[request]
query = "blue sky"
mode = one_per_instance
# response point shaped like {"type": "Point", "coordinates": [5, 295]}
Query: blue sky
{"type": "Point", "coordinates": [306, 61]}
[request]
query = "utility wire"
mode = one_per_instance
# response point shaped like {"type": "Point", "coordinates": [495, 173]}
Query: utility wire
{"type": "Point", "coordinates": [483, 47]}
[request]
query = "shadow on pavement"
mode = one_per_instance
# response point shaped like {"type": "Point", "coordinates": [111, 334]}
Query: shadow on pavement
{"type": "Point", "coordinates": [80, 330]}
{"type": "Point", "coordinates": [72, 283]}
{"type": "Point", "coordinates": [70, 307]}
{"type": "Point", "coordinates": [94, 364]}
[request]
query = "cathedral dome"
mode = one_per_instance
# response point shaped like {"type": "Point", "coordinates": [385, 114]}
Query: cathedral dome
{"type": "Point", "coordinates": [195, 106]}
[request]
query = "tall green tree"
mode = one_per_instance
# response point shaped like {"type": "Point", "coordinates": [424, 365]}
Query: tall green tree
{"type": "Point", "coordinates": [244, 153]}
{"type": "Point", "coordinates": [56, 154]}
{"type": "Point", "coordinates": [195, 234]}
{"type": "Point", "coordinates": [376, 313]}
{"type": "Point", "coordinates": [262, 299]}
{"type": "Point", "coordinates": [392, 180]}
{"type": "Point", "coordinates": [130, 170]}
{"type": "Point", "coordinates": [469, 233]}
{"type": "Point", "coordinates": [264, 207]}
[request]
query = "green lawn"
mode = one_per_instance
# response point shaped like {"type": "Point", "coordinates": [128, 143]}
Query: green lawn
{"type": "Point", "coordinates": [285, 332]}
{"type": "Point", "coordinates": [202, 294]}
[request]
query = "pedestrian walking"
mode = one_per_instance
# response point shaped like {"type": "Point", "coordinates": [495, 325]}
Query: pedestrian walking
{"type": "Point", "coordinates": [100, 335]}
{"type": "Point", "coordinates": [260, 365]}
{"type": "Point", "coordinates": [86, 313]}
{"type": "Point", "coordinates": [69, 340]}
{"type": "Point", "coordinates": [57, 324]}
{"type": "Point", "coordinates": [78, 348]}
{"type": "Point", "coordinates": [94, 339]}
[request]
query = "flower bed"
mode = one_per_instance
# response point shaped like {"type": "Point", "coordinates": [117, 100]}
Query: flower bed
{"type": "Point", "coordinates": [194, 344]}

Task ->
Extract the listing in its entirety, matching it exactly.

Full response ->
[request]
query = "blue sky"
mode = one_per_instance
# response point shaped like {"type": "Point", "coordinates": [5, 295]}
Query: blue sky
{"type": "Point", "coordinates": [306, 61]}
[request]
query = "utility wire"
mode = one_per_instance
# response point shaped like {"type": "Point", "coordinates": [495, 173]}
Query: utility wire
{"type": "Point", "coordinates": [483, 47]}
[request]
query = "shadow on pavement"
mode = one_per_instance
# response point shaped like {"type": "Point", "coordinates": [111, 334]}
Query: shadow on pavement
{"type": "Point", "coordinates": [80, 330]}
{"type": "Point", "coordinates": [72, 283]}
{"type": "Point", "coordinates": [70, 307]}
{"type": "Point", "coordinates": [94, 364]}
[request]
query = "cathedral dome"
mode = one_per_instance
# response point shaped like {"type": "Point", "coordinates": [385, 114]}
Query: cathedral dome
{"type": "Point", "coordinates": [195, 106]}
[request]
query = "tall green tree"
mode = one_per_instance
# response point shaped like {"type": "Point", "coordinates": [424, 365]}
Query: tall green tree
{"type": "Point", "coordinates": [244, 153]}
{"type": "Point", "coordinates": [56, 154]}
{"type": "Point", "coordinates": [195, 234]}
{"type": "Point", "coordinates": [376, 313]}
{"type": "Point", "coordinates": [262, 299]}
{"type": "Point", "coordinates": [392, 180]}
{"type": "Point", "coordinates": [130, 170]}
{"type": "Point", "coordinates": [469, 233]}
{"type": "Point", "coordinates": [264, 207]}
[request]
query = "green lawn"
mode = one_per_instance
# response point shaped like {"type": "Point", "coordinates": [128, 143]}
Query: green lawn
{"type": "Point", "coordinates": [285, 332]}
{"type": "Point", "coordinates": [202, 294]}
[request]
query = "pedestrian walking"
mode = one_per_instance
# response point shaped like {"type": "Point", "coordinates": [495, 325]}
Query: pedestrian walking
{"type": "Point", "coordinates": [100, 335]}
{"type": "Point", "coordinates": [260, 365]}
{"type": "Point", "coordinates": [86, 313]}
{"type": "Point", "coordinates": [69, 340]}
{"type": "Point", "coordinates": [57, 324]}
{"type": "Point", "coordinates": [78, 348]}
{"type": "Point", "coordinates": [94, 339]}
[request]
query = "flower bed"
mode = one_per_instance
# response point shaped like {"type": "Point", "coordinates": [117, 100]}
Query: flower bed
{"type": "Point", "coordinates": [194, 344]}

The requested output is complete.